### WORK TASK
Take the line containing "hand here. Please give me the bounding box." and every line after it in the data below, and print them exactly as given, with nothing else.

(STUDY MATERIAL Opens)

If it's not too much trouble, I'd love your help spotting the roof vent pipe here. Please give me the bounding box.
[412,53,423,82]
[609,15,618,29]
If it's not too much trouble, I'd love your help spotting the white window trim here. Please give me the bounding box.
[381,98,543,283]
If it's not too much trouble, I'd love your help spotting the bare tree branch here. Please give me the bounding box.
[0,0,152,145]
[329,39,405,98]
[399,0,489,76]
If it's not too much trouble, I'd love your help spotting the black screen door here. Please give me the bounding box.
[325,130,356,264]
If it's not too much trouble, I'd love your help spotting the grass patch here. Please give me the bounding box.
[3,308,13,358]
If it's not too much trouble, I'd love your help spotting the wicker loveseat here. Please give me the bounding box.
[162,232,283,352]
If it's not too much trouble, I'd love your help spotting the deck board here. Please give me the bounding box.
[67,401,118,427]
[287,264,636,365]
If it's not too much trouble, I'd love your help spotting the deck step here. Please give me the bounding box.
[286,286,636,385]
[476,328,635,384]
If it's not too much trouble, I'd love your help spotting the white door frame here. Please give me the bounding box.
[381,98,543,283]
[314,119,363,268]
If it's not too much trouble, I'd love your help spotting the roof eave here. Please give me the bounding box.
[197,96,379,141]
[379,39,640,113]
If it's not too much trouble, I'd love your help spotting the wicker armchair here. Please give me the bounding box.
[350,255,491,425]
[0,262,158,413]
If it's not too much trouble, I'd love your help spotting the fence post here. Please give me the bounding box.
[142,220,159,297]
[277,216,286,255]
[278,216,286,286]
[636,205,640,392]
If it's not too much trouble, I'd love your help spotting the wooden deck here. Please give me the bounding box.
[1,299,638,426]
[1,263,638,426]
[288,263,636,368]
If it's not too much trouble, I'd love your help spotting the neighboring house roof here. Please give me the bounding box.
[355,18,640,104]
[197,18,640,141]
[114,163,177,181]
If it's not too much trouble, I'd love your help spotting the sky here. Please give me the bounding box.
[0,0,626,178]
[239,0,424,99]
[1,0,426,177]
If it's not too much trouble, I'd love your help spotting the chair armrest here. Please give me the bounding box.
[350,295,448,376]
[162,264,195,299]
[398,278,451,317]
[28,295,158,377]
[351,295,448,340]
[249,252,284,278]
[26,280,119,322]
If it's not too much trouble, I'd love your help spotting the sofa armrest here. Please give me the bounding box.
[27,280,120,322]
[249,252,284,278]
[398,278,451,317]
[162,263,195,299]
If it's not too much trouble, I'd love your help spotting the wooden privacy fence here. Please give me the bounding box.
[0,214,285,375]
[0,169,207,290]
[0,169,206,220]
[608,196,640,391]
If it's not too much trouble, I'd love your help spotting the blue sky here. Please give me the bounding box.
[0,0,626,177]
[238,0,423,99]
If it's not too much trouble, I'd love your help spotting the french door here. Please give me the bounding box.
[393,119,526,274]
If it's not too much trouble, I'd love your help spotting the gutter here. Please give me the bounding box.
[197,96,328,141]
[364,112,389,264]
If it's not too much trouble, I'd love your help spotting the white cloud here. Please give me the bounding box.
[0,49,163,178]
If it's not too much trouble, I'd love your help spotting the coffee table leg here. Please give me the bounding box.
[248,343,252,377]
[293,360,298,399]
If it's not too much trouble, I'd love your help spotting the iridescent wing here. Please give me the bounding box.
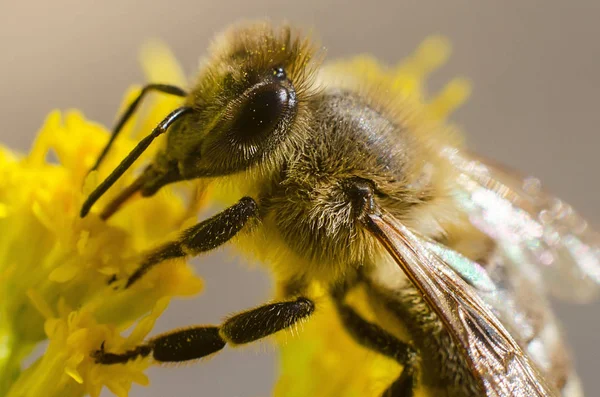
[363,210,559,397]
[445,149,600,302]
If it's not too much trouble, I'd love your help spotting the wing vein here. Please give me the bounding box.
[363,210,558,396]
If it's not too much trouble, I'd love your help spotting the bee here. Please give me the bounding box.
[82,21,599,396]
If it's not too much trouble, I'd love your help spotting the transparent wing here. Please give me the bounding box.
[445,149,600,302]
[363,210,558,397]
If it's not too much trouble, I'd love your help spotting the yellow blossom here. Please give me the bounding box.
[0,44,202,397]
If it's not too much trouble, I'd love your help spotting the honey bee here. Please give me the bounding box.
[81,21,599,396]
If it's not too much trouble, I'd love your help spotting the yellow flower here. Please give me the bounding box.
[0,44,202,397]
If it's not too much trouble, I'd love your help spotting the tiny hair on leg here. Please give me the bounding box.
[125,196,258,288]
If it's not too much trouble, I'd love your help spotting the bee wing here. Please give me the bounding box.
[445,149,600,302]
[364,211,559,397]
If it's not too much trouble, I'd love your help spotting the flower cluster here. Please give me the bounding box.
[0,43,203,397]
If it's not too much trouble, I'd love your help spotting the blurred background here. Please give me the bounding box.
[1,1,599,396]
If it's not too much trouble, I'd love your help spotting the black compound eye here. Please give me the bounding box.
[230,82,290,140]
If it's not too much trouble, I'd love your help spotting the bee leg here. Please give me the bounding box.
[124,196,258,288]
[90,84,187,173]
[331,285,418,397]
[92,297,314,364]
[382,369,416,397]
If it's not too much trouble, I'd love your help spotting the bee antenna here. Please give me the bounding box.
[80,106,192,218]
[88,84,187,174]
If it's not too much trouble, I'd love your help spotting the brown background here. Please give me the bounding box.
[1,1,599,396]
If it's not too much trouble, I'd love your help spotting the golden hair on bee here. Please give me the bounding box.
[203,21,321,100]
[80,20,595,397]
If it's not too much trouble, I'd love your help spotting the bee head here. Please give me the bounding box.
[161,22,320,181]
[80,22,321,219]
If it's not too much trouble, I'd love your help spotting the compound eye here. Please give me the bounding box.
[230,82,290,140]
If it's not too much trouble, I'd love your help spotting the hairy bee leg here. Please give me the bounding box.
[331,287,418,397]
[382,367,415,397]
[125,196,258,287]
[90,84,187,173]
[333,299,418,364]
[93,297,314,364]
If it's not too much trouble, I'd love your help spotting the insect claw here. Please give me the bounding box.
[90,341,107,362]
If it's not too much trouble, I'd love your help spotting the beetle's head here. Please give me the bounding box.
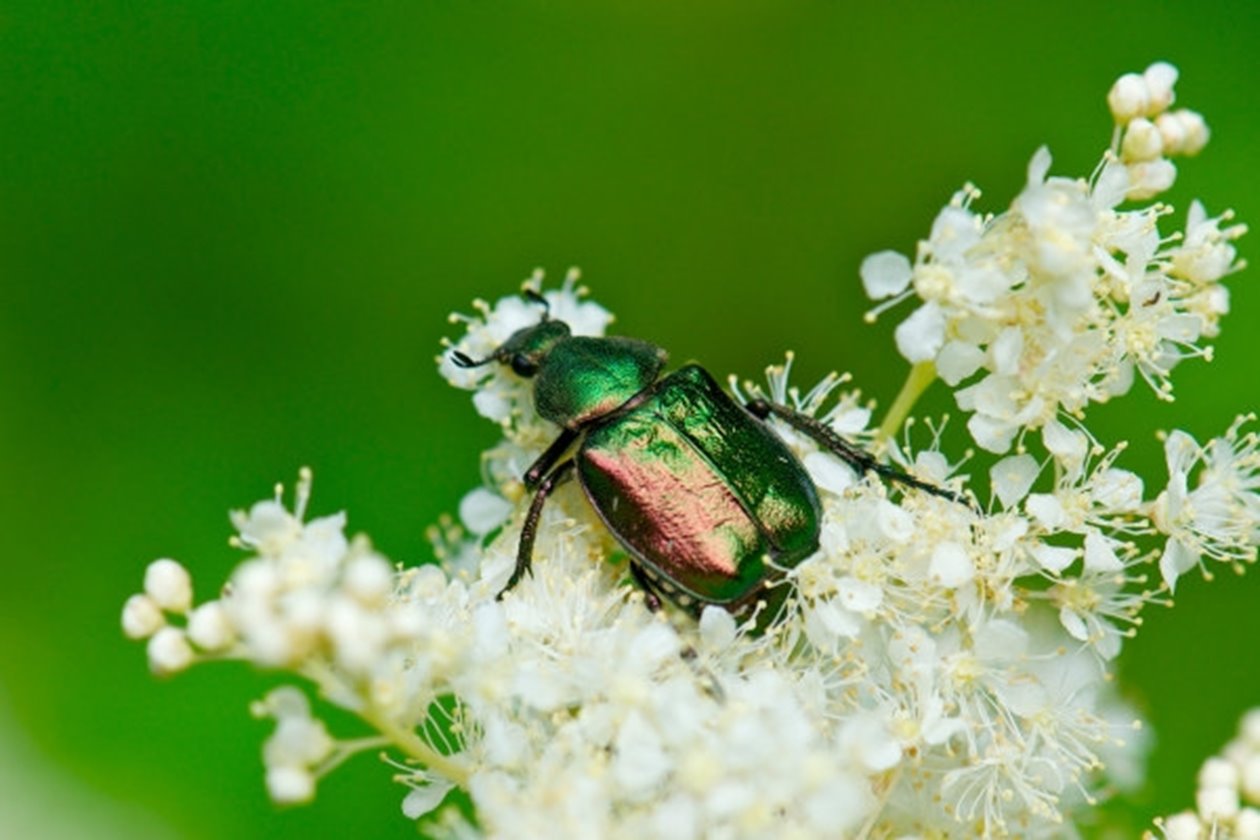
[451,290,571,378]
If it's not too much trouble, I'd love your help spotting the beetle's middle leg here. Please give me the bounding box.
[628,563,665,612]
[743,398,973,509]
[498,459,576,600]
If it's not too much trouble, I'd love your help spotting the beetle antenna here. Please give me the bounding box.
[451,350,495,368]
[523,288,551,321]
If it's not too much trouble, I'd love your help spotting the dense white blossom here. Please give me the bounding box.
[122,65,1258,838]
[863,61,1245,454]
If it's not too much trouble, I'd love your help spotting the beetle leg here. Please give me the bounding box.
[628,563,664,612]
[498,459,576,600]
[744,398,974,509]
[523,427,579,491]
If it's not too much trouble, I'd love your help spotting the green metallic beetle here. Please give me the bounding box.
[453,291,966,622]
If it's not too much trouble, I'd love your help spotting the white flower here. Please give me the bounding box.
[1150,418,1260,591]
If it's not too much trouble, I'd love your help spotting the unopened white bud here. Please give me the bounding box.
[1236,808,1260,840]
[387,603,425,640]
[1156,112,1188,155]
[1161,811,1202,840]
[1241,753,1260,802]
[144,558,193,613]
[1241,709,1260,747]
[327,596,386,673]
[255,685,313,720]
[266,765,316,804]
[1197,784,1240,821]
[187,601,235,651]
[1143,62,1179,114]
[265,717,334,767]
[1199,757,1240,790]
[1157,110,1210,157]
[1176,110,1210,156]
[1121,117,1163,162]
[1225,738,1251,767]
[122,593,165,639]
[147,626,194,675]
[343,555,394,606]
[1108,73,1149,123]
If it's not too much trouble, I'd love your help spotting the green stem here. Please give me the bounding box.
[362,708,472,788]
[876,361,937,446]
[302,661,472,788]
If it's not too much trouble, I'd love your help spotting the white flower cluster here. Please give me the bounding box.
[1149,709,1260,840]
[861,60,1244,454]
[121,66,1258,838]
[121,469,473,804]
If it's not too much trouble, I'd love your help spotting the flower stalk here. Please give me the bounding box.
[875,360,936,446]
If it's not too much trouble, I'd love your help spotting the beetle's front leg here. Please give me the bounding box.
[523,428,579,491]
[498,459,576,600]
[744,398,973,509]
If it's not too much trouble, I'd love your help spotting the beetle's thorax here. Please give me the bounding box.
[533,335,668,429]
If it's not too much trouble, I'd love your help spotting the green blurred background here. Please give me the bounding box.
[2,2,1257,836]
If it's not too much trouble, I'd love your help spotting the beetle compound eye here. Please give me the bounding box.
[511,354,539,377]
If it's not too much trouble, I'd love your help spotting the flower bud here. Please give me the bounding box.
[1197,784,1240,820]
[1236,808,1260,840]
[187,601,235,651]
[144,558,193,613]
[1199,756,1240,789]
[343,555,394,606]
[1241,709,1260,747]
[147,626,194,675]
[1162,812,1202,840]
[121,593,164,639]
[1155,112,1188,155]
[1241,753,1260,802]
[1143,61,1179,114]
[266,765,316,804]
[1177,110,1210,156]
[1108,73,1149,123]
[1120,117,1163,162]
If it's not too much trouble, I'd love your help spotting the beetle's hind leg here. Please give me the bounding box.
[498,459,576,600]
[744,398,973,509]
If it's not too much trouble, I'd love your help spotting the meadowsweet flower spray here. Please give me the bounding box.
[122,64,1254,838]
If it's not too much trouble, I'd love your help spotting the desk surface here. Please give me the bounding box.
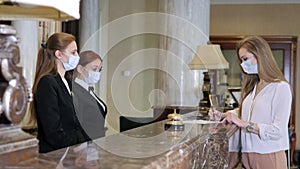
[10,112,237,169]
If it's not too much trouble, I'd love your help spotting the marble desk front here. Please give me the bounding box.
[7,112,238,169]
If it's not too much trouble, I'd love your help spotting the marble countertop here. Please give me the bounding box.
[9,111,238,169]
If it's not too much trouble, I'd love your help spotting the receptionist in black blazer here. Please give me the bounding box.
[72,50,107,140]
[29,33,89,153]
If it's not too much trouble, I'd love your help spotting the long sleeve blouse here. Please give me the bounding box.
[237,81,292,154]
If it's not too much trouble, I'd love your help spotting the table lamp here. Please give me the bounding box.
[188,44,229,113]
[0,0,80,21]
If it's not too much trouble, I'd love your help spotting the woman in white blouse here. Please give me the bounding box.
[72,50,107,140]
[209,36,292,169]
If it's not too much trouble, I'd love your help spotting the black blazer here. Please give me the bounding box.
[35,74,88,153]
[72,82,107,140]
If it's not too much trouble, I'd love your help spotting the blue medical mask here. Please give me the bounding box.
[240,59,258,74]
[62,55,79,71]
[84,70,101,85]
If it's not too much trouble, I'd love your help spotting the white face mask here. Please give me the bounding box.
[62,55,79,71]
[84,70,101,85]
[240,59,258,74]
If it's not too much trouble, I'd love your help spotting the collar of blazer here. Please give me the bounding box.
[54,74,72,97]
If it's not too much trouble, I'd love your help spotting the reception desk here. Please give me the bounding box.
[5,112,238,169]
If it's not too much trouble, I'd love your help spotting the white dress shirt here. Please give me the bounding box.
[230,81,292,154]
[61,76,71,95]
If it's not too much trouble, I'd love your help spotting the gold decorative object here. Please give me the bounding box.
[164,109,184,131]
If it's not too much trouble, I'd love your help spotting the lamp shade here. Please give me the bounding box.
[0,0,80,21]
[188,44,229,70]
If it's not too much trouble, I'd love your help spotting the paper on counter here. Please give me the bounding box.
[183,119,222,124]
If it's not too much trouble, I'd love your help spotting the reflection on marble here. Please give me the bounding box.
[7,112,237,169]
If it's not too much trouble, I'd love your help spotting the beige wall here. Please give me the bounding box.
[210,4,300,149]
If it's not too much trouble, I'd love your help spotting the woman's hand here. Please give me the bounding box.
[208,109,225,121]
[221,113,248,128]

(STUDY MATERIAL Closes)

### SOLVED PROBLEM
If it's not too much trouble, I'd love your help spotting the woman's hand here. Please give me the bounding box.
[208,109,225,121]
[221,113,248,128]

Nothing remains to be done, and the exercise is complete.